- _Given data_
________________________________________
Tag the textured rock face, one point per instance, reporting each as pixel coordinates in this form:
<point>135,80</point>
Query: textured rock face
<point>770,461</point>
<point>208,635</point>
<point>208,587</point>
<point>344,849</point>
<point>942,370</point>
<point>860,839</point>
________________________________________
- _Task directions_
Return every line of the records above with no changes.

- _Written answer_
Tag the textured rock face, one point per instance, reporting each as pixel coordinates in this form:
<point>135,80</point>
Query: textured rock face
<point>770,461</point>
<point>208,635</point>
<point>208,587</point>
<point>344,849</point>
<point>942,370</point>
<point>860,839</point>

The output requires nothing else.